Complete the following:
**a.** From the passage on cell damage prevention, extract the text starting at "Those who promote" and ending at "prevailing scientific evidence.".
**b.** Condense the paragraph of the passage on cell damage prevention that opens "In addition to life’s required repair mechanisms" into a short bulleted list that keeps its main facts.
**c.** List the things that, according to the passage on cell damage prevention, damage prevention mechanisms can do.

Selected text:
An Ounce of Prevention is Worth a Pound of Cure

In addition to life’s required repair mechanisms, all forms of life include damage prevention mechanisms. These mechanisms can destroy rogue molecules, stabilize molecules that are prone to going rogue, or guide chemical reactions toward less harmful outcomes. As an example, when DNA is replicated, available monomers of the four canonical nucleotides (G, C, T, and A) are incorporated into the new strand. Some of the cell’s normal metabolites, like dUTP (deoxyuridine triphosphate), are similar to a canonical nucleotide and can be erroneously incorporated into DNA. Even the simplest cell (once again, JVCI-syn3A) includes an enzyme (deoxyuridine triphosphate pyrophosphatase) to hydrolyze dUTP and prevent formation of corrupted DNA.6

Summing Up the Evidence

Those who promote unguided abiogenesis simply brush off all of these required mechanisms, claiming that life started as simplified “proto-cells” that didn’t need repair. But there is no evidence that any form of life could persist or replicate without these repair mechanisms. And the presence of the repair mechanisms invokes several examples of circular causality — quite a conundrum for unintelligent, natural processes alone. Belief that simpler “proto-cells” didn’t require repair mechanisms requires blind faith, set against the prevailing scientific evidence.

Records shown:
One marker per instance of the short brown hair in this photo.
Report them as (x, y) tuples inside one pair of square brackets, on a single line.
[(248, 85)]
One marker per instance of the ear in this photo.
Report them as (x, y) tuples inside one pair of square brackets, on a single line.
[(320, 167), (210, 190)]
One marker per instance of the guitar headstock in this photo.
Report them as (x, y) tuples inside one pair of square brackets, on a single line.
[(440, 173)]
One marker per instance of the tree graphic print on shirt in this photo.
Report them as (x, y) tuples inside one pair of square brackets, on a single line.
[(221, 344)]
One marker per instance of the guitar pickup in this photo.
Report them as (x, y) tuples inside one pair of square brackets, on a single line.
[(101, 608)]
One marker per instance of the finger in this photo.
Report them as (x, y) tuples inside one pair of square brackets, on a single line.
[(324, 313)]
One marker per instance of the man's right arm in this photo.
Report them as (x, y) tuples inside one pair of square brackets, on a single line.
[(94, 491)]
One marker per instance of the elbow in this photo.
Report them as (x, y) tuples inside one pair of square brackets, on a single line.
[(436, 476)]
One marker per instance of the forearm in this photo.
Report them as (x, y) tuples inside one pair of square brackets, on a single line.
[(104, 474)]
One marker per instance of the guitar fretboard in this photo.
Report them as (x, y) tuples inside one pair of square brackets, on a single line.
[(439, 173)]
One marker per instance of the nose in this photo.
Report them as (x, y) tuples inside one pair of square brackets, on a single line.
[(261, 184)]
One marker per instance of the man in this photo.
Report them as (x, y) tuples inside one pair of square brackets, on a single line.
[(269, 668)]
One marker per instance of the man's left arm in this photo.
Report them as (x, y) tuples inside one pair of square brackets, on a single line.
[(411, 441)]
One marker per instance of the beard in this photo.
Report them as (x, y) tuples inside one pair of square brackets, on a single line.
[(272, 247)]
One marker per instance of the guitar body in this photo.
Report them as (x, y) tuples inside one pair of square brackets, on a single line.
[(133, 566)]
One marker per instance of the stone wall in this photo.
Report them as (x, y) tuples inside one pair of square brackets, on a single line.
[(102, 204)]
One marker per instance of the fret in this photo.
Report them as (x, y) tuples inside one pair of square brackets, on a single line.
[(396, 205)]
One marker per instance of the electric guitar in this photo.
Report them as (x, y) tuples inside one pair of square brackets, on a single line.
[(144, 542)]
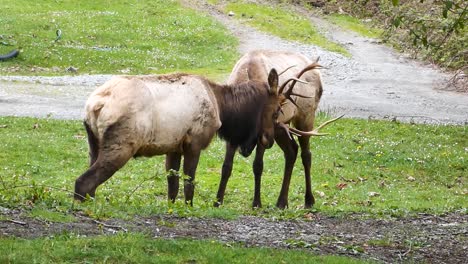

Exercise results:
**a.**
Those who promote unguided abiogenesis simply brush off all of these required mechanisms, claiming that life started as simplified “proto-cells” that didn’t need repair. But there is no evidence that any form of life could persist or replicate without these repair mechanisms. And the presence of the repair mechanisms invokes several examples of circular causality — quite a conundrum for unintelligent, natural processes alone. Belief that simpler “proto-cells” didn’t require repair mechanisms requires blind faith, set against the prevailing scientific evidence.

**b.**
- Every form of life has damage prevention mechanisms as well as repair mechanisms.
- These mechanisms destroy rogue molecules, stabilize molecules prone to going rogue, or steer chemical reactions toward less harmful outcomes.
- In DNA replication, monomers of the four canonical nucleotides (G, C, T, and A) are built into the new strand.
- Normal metabolites such as dUTP (deoxyuridine triphosphate) resemble a canonical nucleotide and can be wrongly incorporated into DNA.
- Even the simplest cell, JVCI-syn3A, has the enzyme deoxyuridine triphosphate pyrophosphatase, which hydrolyzes dUTP to prevent corrupted DNA.

**c.**
- Destroy rogue molecules
- Stabilize molecules that are prone to going rogue
- Guide chemical reactions toward less harmful outcomes